Task brief
Transcribe the material word for word, but without the images.
[start Available records]
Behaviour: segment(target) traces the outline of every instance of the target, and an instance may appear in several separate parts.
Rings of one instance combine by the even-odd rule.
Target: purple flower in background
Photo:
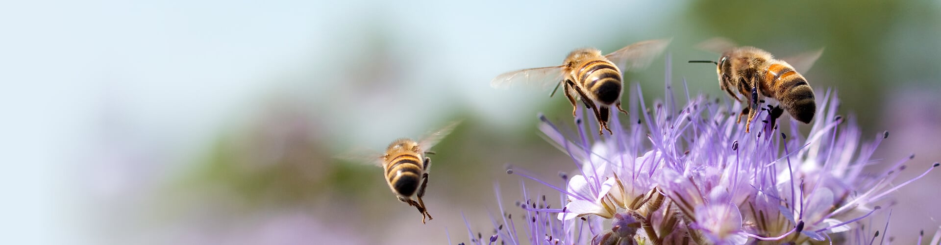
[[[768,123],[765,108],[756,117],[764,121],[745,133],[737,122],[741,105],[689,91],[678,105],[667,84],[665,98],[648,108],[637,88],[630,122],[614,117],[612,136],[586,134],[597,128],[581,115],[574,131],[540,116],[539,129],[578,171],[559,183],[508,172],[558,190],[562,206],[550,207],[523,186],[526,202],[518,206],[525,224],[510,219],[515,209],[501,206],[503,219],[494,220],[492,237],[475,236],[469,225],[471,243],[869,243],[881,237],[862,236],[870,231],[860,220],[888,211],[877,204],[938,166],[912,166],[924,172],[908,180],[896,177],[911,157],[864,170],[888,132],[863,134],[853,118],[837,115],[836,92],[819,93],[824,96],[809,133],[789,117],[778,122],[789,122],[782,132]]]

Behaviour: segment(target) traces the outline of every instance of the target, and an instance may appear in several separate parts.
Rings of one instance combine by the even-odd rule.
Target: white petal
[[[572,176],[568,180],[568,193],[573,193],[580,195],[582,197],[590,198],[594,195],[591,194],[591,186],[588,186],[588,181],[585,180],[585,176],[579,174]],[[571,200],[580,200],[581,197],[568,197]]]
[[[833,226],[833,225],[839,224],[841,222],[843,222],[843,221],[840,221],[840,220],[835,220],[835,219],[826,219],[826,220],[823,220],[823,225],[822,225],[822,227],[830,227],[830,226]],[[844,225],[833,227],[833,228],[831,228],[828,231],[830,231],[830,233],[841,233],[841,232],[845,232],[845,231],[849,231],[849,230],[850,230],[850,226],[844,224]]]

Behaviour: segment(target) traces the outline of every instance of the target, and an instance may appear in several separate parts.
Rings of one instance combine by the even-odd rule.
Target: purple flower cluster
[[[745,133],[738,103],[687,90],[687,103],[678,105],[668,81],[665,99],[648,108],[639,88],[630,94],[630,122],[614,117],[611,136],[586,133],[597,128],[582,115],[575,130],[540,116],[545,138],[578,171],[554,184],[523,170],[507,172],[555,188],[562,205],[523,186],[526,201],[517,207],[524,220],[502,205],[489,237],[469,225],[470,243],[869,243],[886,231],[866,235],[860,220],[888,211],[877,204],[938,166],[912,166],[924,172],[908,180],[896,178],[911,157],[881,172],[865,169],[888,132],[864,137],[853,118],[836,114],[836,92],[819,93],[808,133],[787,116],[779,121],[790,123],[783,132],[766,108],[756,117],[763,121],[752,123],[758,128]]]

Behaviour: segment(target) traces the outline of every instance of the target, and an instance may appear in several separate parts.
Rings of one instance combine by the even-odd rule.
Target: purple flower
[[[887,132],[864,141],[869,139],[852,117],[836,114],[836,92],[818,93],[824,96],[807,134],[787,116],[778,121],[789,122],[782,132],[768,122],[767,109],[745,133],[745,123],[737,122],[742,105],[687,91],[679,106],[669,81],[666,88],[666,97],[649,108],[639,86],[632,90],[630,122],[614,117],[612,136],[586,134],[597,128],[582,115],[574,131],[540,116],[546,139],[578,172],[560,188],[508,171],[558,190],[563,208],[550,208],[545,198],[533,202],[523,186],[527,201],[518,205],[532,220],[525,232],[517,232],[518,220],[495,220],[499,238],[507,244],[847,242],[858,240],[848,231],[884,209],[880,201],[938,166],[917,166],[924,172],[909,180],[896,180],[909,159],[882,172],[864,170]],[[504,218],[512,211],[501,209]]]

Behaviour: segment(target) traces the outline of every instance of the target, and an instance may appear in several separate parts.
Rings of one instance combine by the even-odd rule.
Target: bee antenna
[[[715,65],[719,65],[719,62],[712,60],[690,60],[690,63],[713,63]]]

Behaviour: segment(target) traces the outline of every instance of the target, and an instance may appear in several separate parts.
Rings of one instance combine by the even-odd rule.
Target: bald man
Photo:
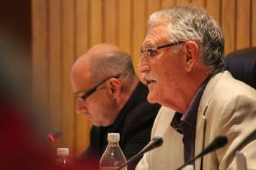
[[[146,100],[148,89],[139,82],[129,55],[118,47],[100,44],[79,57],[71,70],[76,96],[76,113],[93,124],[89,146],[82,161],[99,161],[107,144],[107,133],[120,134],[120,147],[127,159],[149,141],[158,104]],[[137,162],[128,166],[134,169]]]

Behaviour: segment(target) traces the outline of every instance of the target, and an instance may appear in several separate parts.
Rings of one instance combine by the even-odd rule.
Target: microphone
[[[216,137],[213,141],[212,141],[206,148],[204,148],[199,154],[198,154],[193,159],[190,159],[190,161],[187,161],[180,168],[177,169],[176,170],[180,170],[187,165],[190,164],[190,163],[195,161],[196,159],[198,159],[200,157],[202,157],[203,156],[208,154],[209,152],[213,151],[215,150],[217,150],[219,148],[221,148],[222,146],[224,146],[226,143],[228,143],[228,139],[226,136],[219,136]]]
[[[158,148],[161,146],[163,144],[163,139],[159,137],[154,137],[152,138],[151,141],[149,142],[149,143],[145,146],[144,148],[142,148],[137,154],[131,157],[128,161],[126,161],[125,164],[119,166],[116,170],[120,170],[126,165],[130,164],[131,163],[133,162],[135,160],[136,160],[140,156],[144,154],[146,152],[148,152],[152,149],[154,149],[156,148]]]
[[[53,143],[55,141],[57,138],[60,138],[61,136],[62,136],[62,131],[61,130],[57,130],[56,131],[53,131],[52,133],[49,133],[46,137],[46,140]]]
[end Available records]
Answer to this task
Behaviour: segment(target) traces the outline of every instance of the target, and an instance may appear in several separate parts.
Rings of one instance combine by the even-odd rule.
Target: purple flower in background
Photo:
[[[768,123],[765,108],[756,117],[764,121],[745,133],[737,122],[741,105],[689,91],[678,105],[667,84],[665,98],[648,108],[637,88],[630,122],[614,117],[612,136],[586,134],[597,128],[581,115],[574,131],[540,116],[539,129],[578,171],[559,183],[508,172],[558,190],[562,206],[550,207],[523,186],[526,202],[518,206],[525,224],[510,219],[515,209],[501,206],[503,219],[494,220],[492,237],[475,236],[469,225],[471,243],[869,243],[881,237],[862,236],[870,231],[860,220],[888,211],[877,204],[938,166],[912,166],[924,172],[908,180],[896,177],[911,157],[864,170],[888,132],[863,134],[853,118],[837,115],[836,92],[819,93],[824,96],[809,133],[789,117],[778,122],[789,122],[782,132]]]

Behaviour: segment(target) traces the outline of every instance of the target, and an instance may appear in several separate parts.
Rings of one instance combine by the even-odd rule.
Target: white petal
[[[572,176],[568,180],[568,193],[573,193],[580,195],[582,197],[590,198],[594,195],[591,194],[591,186],[588,186],[588,181],[585,180],[585,176],[579,174]],[[571,200],[580,200],[581,197],[568,197]]]
[[[833,226],[833,225],[839,224],[841,222],[843,222],[843,221],[840,221],[840,220],[835,220],[835,219],[826,219],[826,220],[823,220],[823,225],[822,225],[822,227],[830,227],[830,226]],[[844,225],[833,227],[833,228],[831,228],[828,231],[830,231],[830,233],[841,233],[841,232],[845,232],[845,231],[849,231],[849,230],[850,230],[850,226],[844,224]]]

Behaviour: segment(target) traces the outline of every instance of the target, and an instance may appear in several separate parts.
Rings of one instance combine by the even-odd rule.
Target: purple flower cluster
[[[745,133],[738,103],[687,90],[687,103],[678,105],[668,81],[665,99],[648,108],[639,88],[630,94],[630,122],[614,117],[611,136],[586,133],[597,128],[582,115],[575,130],[540,116],[545,138],[578,171],[554,184],[523,170],[507,172],[555,188],[562,205],[523,186],[526,201],[517,207],[524,220],[502,205],[489,237],[469,225],[470,243],[869,243],[886,231],[866,235],[860,220],[888,211],[877,204],[938,166],[912,166],[924,172],[908,180],[896,178],[911,157],[881,172],[865,169],[888,132],[864,137],[853,118],[836,114],[836,92],[819,93],[808,133],[787,116],[779,121],[790,123],[783,132],[766,108],[756,117],[763,121],[752,123],[758,128]]]

Behaviour: segment(target) traces the outline of every instance of the target, and an instance may appear in several separate parts.
Rings of one instance combine by the even-odd rule.
Target: purple flower
[[[887,132],[864,141],[869,139],[852,117],[836,114],[836,92],[818,93],[824,96],[807,134],[787,116],[778,121],[789,122],[782,132],[768,122],[767,109],[745,133],[745,123],[737,122],[742,105],[687,91],[679,106],[669,81],[666,88],[666,97],[649,108],[639,86],[632,90],[630,122],[614,117],[612,136],[586,134],[597,128],[582,115],[574,131],[540,116],[546,139],[578,172],[560,188],[508,171],[558,190],[563,208],[550,208],[545,198],[533,202],[523,186],[527,201],[518,205],[532,220],[525,232],[517,232],[518,220],[495,220],[499,238],[507,244],[847,242],[858,240],[848,231],[884,209],[880,201],[938,166],[917,166],[924,172],[909,180],[896,180],[909,159],[882,172],[864,170]],[[504,218],[512,211],[501,209]]]

Behaviour: segment(target) traces the outline of every instance of the target, and an instance may appear in several separate parts.
Rings of one instance combine by the even-odd rule.
Target: bee antenna
[[[715,65],[719,65],[719,62],[712,60],[690,60],[690,63],[713,63]]]

Behaviour: segment(target) traces the outline of every instance of the target, and an instance may appear in several separate parts.
Rings of one instance combine by the even-odd rule.
Target: bald man
Photo:
[[[146,100],[148,89],[139,82],[129,55],[118,47],[100,44],[79,57],[71,70],[76,96],[76,113],[93,124],[89,146],[82,161],[99,161],[107,144],[107,133],[120,134],[120,147],[127,159],[149,141],[158,104]],[[137,162],[128,166],[134,169]]]

Behaviour: segment(target) traces the outline of every instance of the target, and an instance may appear in several separate parts.
Rings of one instance combine by the even-odd rule.
Target: microphone
[[[216,137],[213,141],[212,141],[206,148],[204,148],[199,154],[198,154],[193,159],[190,159],[190,161],[187,161],[180,168],[177,169],[176,170],[180,170],[187,165],[190,164],[190,163],[195,161],[196,159],[198,159],[200,157],[202,157],[203,156],[208,154],[209,152],[213,151],[215,150],[217,150],[219,148],[221,148],[222,146],[224,146],[226,143],[228,143],[228,139],[226,136],[219,136]]]
[[[158,148],[161,146],[163,144],[163,139],[159,137],[154,137],[152,138],[151,141],[149,142],[149,143],[145,146],[144,148],[142,148],[137,154],[131,157],[128,161],[126,161],[125,164],[119,166],[116,170],[120,170],[126,165],[130,164],[131,163],[133,162],[135,160],[136,160],[140,156],[144,154],[146,152],[148,152],[152,149],[154,149],[156,148]]]
[[[53,143],[55,141],[57,138],[60,138],[61,136],[62,136],[62,131],[61,130],[57,130],[56,131],[53,131],[52,133],[49,133],[46,137],[46,140]]]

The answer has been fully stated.